= Exercise prompt =
Answer these from the judgment text:
(a) Which judge decided the matter?
(b) On what date did the adjudicator make the determination?
(c) In round figures, what was the amount of the judgment debt?

= Document text =

____________________

Medium Neutral Citation:
Downer EDI Engineering v Taralga Wind Farm Nominees No.2 [2014] NSWSC 971
Hearing dates:
18/07/2014
Decision date:
18 July 2014
Jurisdiction:
Equity Division - Technology and Construction List
Before:
McDougall J
Decision:

Accept defendant's undertaking not to dissipate its assets. Order disclosure of trust assets and documents.

Catchwords:
PROCEDURE - Application for freezing order in relation to judgment debt - whether to make freezing order where judgment debtor failed to provide financial information or to give undertaking not to dissipate assets - whether to make freezing order where balance of convenience considerations
Legislation Cited:
Uniform Civil Procedure Rules 2005 (NSW)
Category:
Procedural and other rulings
Parties:
Downer EDI Engineering Pty Ltd (Plaintiff)
Taralga Wind Farm Nominees No 2 (as trustee of the Taralga Wind Farm Operating Trust) (Defendant)
Representation:
Counsel:
M Christie SC (Plaintiff)
M Gracie (Defendant)
Solicitors:
Corrs Chambers Westgarth (Plaintiff)
Herbert Smith Freehills (Defendant)
File Number(s):
2014/207727

Judgment (ex tempore - revised 18 july 2014)

1HIS HONOUR: This is an application for a freezing order under UCPR r 25.14 and for ancillary orders, as to the disclosure of documents and information, under r 25.12.

2The brief background is that the plaintiff (Downer) and the defendant (TWF) are parties to a construction contract. There was a dispute as to a payment claim made by Downer on TWF under that contract. The dispute was referred to adjudication. On 2 July 2014, the adjudicator determined that the adjudicated amount owing by TWF to Downer was, in round figures, $6,850,000. The determination was served on TWF on 2 July 2014.

3Since then, so far as the evidence goes, there have been negotiations between the parties in relation to the adjudicated amount. Those negotiations did not proceed to the satisfaction of Downer. Accordingly, on 14 July 2014, Downer, having obtained an adjudication certificate, lodged it with this court and recovered a judgment for the net amount owing (calculation of the net amount took account of a payment that had been made). The amount of the judgment debt is, again in round figures, $6,478,000.

4It seems that TWF is the trustee of an operating trust, and that whatever assets it holds may be assets of that operating trust. Certainly, TWF contracted (or purported to contract) with Downer as trustee for that operating trust.

5The evidence satisfies me that Downer's lawyers have made several requests of TWF's previous and present lawyers for payment, and (in the absence of payment) for a statement of what trust assets may exist to satisfy the judgment. They have sought, also, an undertaking that the trust assets would not be dealt with adversely to Downer's rights as a judgment creditor.

6Those requests, not unreasonable in themselves, have gone unanswered both by the previous lawyers and by the present lawyers.

7Instead, for the past eight days or so, the present lawyers have made a number of responses which, whilst studiously ignoring the request for information, continue to insist that their client would like to negotiate, and "would prefer a commercial outcome if possible".

8The correspondence suggests that there may have been negotiations between people, perhaps armed with authority to resolve the dispute, but that, so far, those negotiations have been unsuccessful.

9Downer, for its part, has made its position clear. It is prepared to negotiate. Further, for a time, it was prepared not to take steps in relation to its judgment. However, that position was, as it made clear, conditioned on receipt of the information requested and the undertaking requested. That information has not been provided and the undertaking has not been given.

10Indeed, although the matter came before me this afternoon on notice to TWF, and TWF was represented by Mr Gracie of Counsel, TWF has not been in a position to offer either information or an undertaking in satisfaction of Downer's requests.

____________________

= Supplied material =
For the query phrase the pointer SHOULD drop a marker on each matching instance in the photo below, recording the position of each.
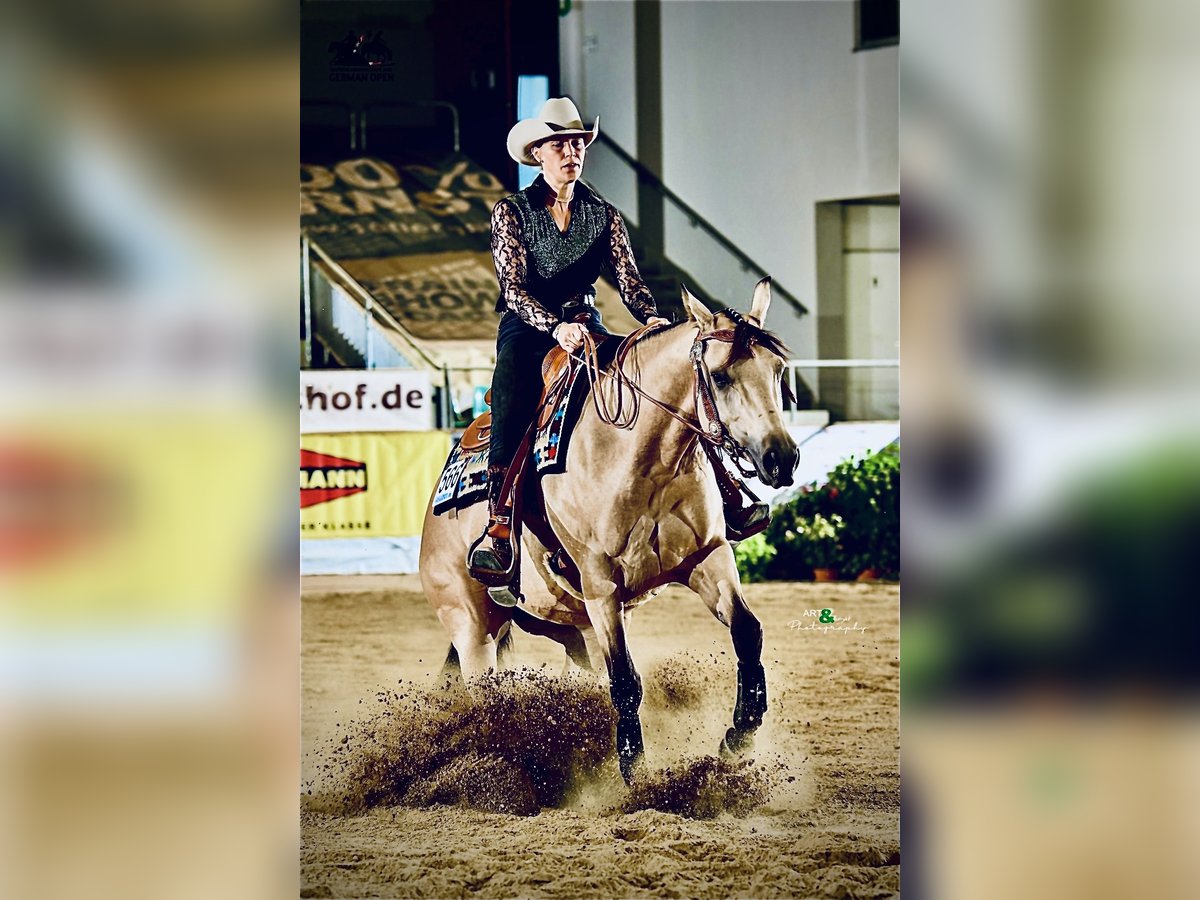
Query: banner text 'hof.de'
(365, 401)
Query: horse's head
(744, 366)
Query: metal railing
(868, 401)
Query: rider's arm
(509, 256)
(633, 289)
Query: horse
(639, 508)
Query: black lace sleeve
(633, 289)
(509, 256)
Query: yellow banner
(369, 485)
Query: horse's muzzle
(778, 462)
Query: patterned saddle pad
(463, 480)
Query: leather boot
(492, 559)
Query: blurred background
(1050, 492)
(148, 568)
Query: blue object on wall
(532, 93)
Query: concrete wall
(767, 111)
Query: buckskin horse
(637, 507)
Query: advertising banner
(415, 235)
(369, 485)
(334, 401)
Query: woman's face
(561, 160)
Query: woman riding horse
(549, 245)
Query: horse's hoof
(736, 743)
(503, 595)
(629, 766)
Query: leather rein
(714, 433)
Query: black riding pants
(516, 384)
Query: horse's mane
(753, 334)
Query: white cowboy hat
(558, 119)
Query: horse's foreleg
(717, 582)
(624, 683)
(475, 635)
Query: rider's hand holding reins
(569, 336)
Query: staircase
(663, 275)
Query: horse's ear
(761, 301)
(696, 310)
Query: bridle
(708, 427)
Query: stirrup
(491, 565)
(747, 521)
(503, 595)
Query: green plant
(867, 493)
(754, 557)
(859, 503)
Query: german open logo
(360, 57)
(325, 478)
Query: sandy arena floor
(833, 724)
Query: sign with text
(372, 485)
(335, 401)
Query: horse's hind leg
(717, 582)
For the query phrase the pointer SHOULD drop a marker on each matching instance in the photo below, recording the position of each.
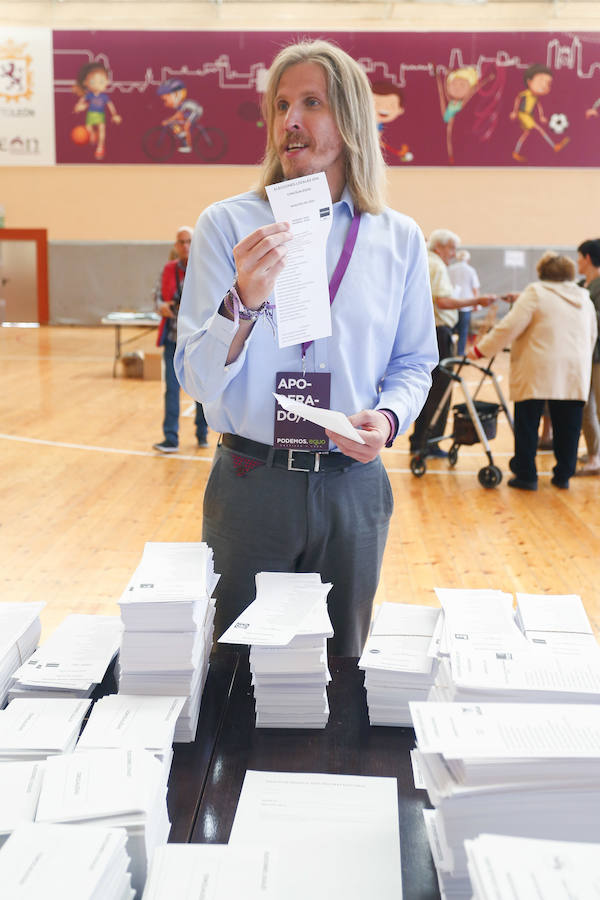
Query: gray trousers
(272, 520)
(591, 414)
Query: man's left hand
(374, 428)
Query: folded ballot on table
(113, 788)
(64, 862)
(287, 627)
(396, 662)
(72, 661)
(20, 630)
(557, 622)
(34, 728)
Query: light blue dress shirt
(383, 344)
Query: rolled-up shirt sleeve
(415, 353)
(203, 336)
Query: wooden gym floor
(82, 490)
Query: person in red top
(168, 298)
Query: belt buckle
(292, 468)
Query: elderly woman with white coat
(551, 330)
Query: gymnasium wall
(112, 206)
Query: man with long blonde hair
(271, 509)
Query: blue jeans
(171, 420)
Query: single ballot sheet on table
(331, 419)
(283, 602)
(345, 825)
(302, 289)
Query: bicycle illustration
(161, 141)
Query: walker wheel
(417, 466)
(489, 476)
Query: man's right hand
(259, 259)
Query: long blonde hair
(351, 102)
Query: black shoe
(436, 452)
(166, 446)
(522, 485)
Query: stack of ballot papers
(396, 662)
(20, 785)
(112, 788)
(63, 862)
(329, 835)
(525, 770)
(36, 729)
(557, 622)
(530, 676)
(72, 661)
(503, 868)
(133, 721)
(287, 627)
(215, 871)
(168, 614)
(20, 630)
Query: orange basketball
(80, 135)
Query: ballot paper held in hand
(331, 419)
(302, 289)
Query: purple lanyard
(341, 267)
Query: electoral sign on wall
(466, 99)
(26, 97)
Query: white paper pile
(72, 661)
(112, 788)
(218, 871)
(61, 862)
(526, 770)
(20, 785)
(133, 721)
(168, 616)
(331, 835)
(530, 676)
(502, 868)
(36, 729)
(20, 630)
(287, 627)
(556, 621)
(396, 662)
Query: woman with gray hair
(551, 330)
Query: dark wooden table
(348, 746)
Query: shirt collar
(347, 199)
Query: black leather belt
(292, 460)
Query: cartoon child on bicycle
(91, 85)
(185, 112)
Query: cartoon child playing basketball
(92, 82)
(538, 82)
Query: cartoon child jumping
(92, 82)
(538, 83)
(185, 112)
(389, 106)
(455, 91)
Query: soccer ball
(80, 135)
(558, 123)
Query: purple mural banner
(464, 99)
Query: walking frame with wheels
(474, 420)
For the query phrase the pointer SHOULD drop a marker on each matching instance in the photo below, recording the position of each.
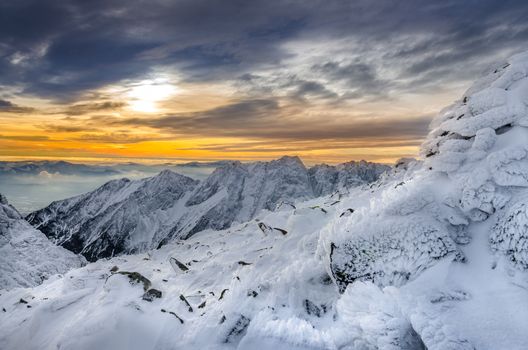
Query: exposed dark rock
(284, 232)
(347, 212)
(136, 277)
(238, 330)
(182, 298)
(311, 308)
(178, 317)
(222, 294)
(176, 263)
(152, 294)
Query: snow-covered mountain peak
(432, 255)
(27, 257)
(7, 211)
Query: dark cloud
(266, 119)
(10, 107)
(62, 48)
(85, 108)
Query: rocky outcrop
(126, 216)
(475, 162)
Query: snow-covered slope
(431, 256)
(122, 216)
(27, 257)
(133, 216)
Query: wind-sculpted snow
(126, 216)
(476, 159)
(27, 257)
(509, 236)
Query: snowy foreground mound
(431, 256)
(27, 257)
(127, 217)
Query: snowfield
(433, 255)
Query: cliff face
(126, 216)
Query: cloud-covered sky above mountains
(201, 80)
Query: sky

____________________

= Task response =
(a) McDougall J
(b) 2 July 2014
(c) $6,478,000